PROMPT. From the entries below, return only the lines starting at the one that contains "GET /detect?q=red and white sneaker" and ending at the one that contains "GET /detect?q=corrugated metal roof", exactly as they stand.

LISTED RECORDS.
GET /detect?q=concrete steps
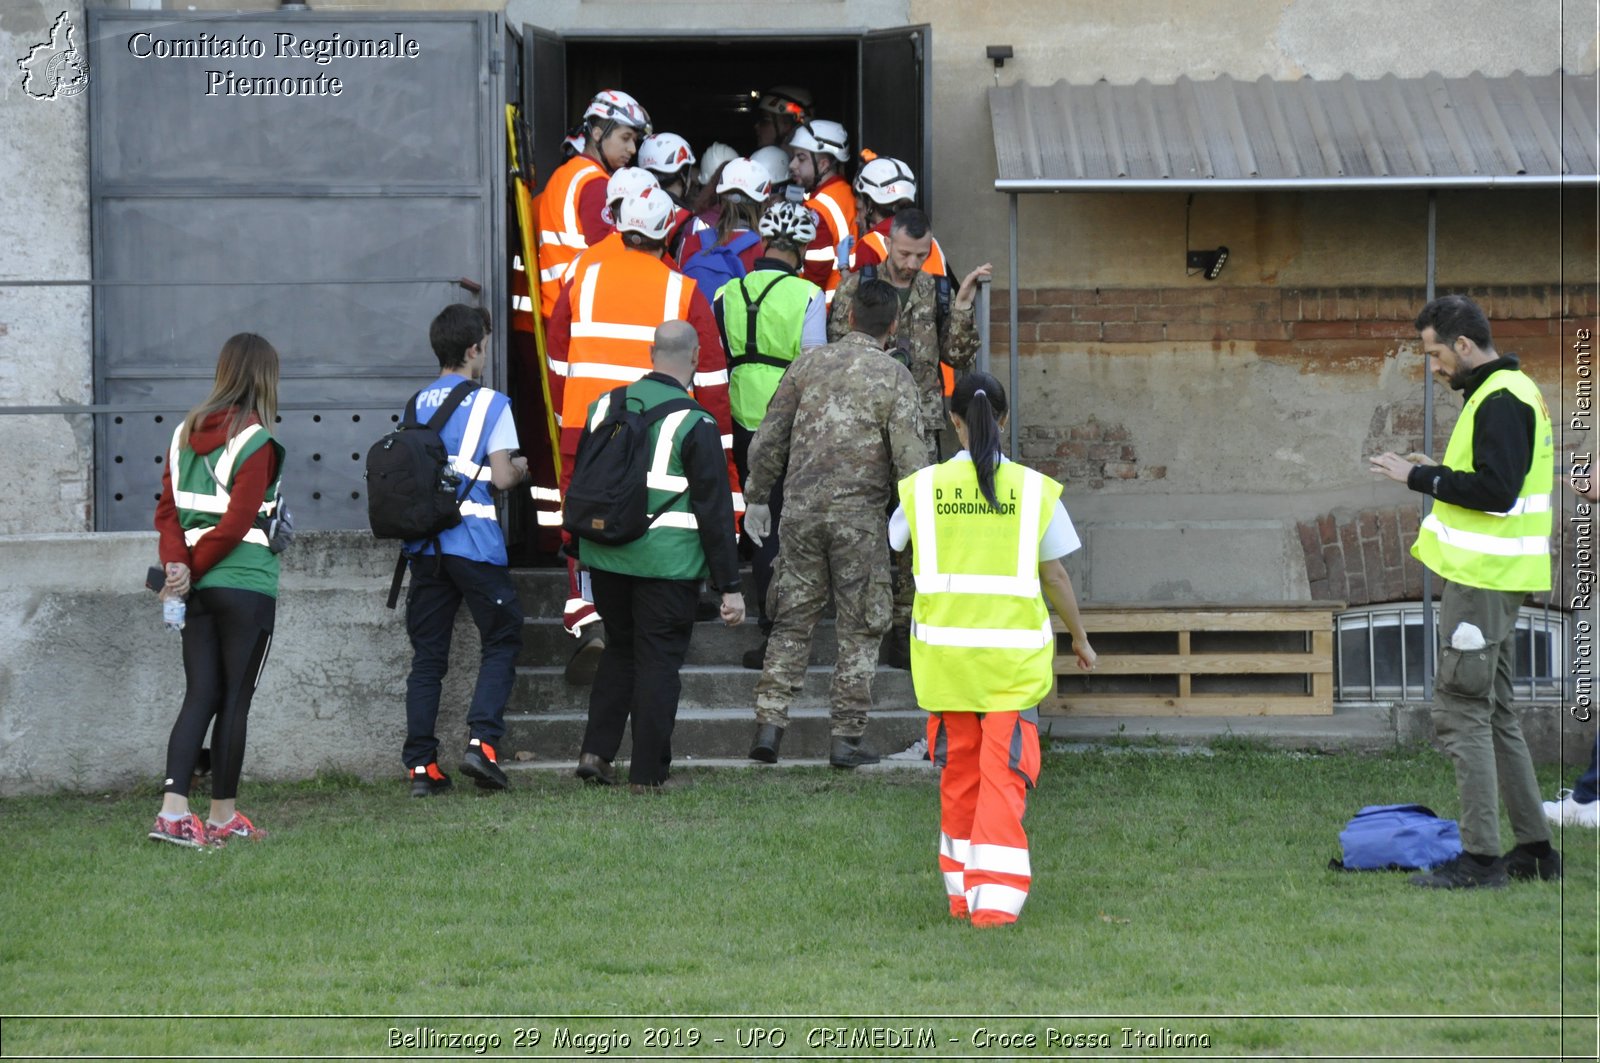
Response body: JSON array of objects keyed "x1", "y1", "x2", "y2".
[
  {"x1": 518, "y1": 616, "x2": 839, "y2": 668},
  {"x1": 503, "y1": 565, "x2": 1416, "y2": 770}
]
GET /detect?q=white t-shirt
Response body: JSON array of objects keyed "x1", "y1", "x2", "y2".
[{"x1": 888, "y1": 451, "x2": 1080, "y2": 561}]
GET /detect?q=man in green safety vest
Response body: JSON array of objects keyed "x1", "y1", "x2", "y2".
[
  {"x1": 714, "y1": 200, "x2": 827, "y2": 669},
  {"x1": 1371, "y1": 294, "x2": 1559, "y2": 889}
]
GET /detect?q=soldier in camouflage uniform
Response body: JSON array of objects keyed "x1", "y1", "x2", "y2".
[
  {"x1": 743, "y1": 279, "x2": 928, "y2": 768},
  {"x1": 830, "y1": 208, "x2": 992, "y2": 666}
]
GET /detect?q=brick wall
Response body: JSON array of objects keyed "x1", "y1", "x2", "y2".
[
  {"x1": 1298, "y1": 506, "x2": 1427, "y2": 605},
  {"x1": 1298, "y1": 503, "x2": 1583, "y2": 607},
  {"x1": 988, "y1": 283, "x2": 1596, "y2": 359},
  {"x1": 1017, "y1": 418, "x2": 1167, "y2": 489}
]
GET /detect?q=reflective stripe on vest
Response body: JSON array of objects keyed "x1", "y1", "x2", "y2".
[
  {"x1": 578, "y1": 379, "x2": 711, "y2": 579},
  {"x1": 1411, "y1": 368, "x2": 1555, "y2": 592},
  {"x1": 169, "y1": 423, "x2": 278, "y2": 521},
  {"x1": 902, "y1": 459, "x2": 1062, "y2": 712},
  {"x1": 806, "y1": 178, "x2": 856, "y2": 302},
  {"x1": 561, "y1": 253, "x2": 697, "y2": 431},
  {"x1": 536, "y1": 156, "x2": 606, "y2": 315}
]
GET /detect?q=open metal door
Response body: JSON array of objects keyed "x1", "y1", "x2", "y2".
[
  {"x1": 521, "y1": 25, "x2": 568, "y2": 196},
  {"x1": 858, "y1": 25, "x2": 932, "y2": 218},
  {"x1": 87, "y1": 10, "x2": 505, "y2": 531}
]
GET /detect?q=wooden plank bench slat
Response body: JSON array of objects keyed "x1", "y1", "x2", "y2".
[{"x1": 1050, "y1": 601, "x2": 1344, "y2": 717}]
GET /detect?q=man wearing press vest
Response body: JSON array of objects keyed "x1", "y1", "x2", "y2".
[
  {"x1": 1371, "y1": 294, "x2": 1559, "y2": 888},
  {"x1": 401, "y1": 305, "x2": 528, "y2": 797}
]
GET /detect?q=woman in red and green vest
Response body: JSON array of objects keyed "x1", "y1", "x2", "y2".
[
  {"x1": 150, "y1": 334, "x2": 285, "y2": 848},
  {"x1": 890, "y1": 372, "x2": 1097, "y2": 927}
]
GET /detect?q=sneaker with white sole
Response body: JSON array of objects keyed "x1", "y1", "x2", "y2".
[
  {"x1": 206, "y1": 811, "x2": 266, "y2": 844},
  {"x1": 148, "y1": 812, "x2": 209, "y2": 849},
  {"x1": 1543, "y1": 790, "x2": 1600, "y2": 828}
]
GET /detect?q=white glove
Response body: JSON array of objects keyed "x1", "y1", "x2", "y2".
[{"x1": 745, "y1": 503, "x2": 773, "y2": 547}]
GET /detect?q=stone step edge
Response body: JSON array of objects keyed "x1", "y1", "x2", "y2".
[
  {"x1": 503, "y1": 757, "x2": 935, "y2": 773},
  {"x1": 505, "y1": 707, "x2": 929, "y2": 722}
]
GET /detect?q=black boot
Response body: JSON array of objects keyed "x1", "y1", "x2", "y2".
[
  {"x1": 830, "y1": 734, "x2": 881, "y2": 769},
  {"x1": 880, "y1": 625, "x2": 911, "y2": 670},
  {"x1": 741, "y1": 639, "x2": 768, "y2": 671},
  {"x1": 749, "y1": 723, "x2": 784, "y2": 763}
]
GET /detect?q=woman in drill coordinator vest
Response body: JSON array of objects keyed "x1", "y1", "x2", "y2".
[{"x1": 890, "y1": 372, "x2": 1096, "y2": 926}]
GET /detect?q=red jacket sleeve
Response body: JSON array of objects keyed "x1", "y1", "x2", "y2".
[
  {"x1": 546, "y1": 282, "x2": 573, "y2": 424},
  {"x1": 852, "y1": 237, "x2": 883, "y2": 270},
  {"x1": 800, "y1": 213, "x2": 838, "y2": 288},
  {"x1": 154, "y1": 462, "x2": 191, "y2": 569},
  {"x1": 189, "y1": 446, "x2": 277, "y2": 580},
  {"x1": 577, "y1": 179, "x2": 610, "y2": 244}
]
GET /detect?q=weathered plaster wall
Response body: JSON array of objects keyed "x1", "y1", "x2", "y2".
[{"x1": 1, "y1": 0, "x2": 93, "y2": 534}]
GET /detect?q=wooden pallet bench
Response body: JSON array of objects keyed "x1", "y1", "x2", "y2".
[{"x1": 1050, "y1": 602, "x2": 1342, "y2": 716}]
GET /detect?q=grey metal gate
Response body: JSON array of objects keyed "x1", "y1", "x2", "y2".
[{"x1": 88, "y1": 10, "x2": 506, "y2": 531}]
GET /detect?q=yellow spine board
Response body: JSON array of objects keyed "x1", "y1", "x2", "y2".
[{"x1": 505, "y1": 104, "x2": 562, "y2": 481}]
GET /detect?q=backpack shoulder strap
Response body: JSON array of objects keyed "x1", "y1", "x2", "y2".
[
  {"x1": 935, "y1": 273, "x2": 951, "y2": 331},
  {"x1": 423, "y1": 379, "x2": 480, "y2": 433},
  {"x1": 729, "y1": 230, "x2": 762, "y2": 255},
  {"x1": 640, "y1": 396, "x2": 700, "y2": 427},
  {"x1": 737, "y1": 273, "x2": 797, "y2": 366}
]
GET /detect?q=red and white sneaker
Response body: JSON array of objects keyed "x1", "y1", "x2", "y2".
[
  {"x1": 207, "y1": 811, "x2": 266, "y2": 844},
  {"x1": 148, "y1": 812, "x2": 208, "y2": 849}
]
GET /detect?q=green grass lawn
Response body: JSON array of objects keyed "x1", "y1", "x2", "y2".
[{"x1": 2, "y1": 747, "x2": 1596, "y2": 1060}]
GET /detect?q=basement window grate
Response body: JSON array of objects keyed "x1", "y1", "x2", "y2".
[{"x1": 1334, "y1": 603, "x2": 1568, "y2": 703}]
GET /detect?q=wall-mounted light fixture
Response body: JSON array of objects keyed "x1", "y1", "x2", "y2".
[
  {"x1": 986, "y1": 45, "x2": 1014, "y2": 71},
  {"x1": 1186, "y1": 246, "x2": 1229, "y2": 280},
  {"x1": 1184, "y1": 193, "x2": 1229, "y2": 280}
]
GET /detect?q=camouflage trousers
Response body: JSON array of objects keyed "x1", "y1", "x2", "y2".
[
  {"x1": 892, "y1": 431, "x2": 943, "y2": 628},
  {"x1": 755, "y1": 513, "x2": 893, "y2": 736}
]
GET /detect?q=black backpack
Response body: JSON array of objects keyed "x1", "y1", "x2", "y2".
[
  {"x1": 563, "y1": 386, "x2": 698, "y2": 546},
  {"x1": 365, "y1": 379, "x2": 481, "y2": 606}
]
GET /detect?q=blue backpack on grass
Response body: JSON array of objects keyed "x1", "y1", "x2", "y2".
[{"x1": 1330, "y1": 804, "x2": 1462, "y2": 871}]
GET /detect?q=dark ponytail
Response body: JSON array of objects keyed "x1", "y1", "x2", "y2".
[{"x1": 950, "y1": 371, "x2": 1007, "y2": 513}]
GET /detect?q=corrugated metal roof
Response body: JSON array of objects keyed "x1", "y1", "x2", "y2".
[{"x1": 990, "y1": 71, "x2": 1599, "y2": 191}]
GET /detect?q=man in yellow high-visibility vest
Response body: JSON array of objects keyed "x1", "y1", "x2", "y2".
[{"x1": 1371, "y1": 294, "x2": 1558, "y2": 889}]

ANSWER BELOW.
GET /detect?q=red and white sneaker
Response body: JSON array of objects keyed "x1", "y1", "x2", "y2".
[
  {"x1": 207, "y1": 811, "x2": 266, "y2": 844},
  {"x1": 148, "y1": 812, "x2": 208, "y2": 849}
]
GET /detect?q=green grass lawn
Response body: JSON array of objects keyed "x1", "y1", "x2", "y2".
[{"x1": 2, "y1": 747, "x2": 1596, "y2": 1060}]
GET /detect?q=basement window grate
Response body: JSON array of objects keyed "x1", "y1", "x2", "y2".
[{"x1": 1334, "y1": 603, "x2": 1568, "y2": 703}]
GET /detect?q=wall-mounted light fixture
Response body: JSON array of objects keyed "x1", "y1", "x2", "y2".
[
  {"x1": 986, "y1": 45, "x2": 1014, "y2": 71},
  {"x1": 1186, "y1": 246, "x2": 1229, "y2": 280},
  {"x1": 1184, "y1": 193, "x2": 1229, "y2": 280}
]
GET /detect?q=camouflage trousers
Response body: JSON array of objects keyed "x1", "y1", "x2", "y2".
[
  {"x1": 892, "y1": 431, "x2": 943, "y2": 628},
  {"x1": 755, "y1": 513, "x2": 893, "y2": 736}
]
GET /detect?q=black backpack
Response body: JSON array of objects keyed "x1", "y1", "x2", "y2".
[
  {"x1": 563, "y1": 386, "x2": 698, "y2": 546},
  {"x1": 365, "y1": 379, "x2": 481, "y2": 606}
]
GET /detect?q=blue backpack on grass
Response body: JSON array of objects keyed "x1", "y1", "x2", "y2".
[{"x1": 1330, "y1": 804, "x2": 1462, "y2": 871}]
GET /detect?q=dark ponytail
Response body: JSON array of objects keyed "x1", "y1", "x2", "y2".
[{"x1": 950, "y1": 371, "x2": 1007, "y2": 513}]
GET /detect?q=corrugated metal roof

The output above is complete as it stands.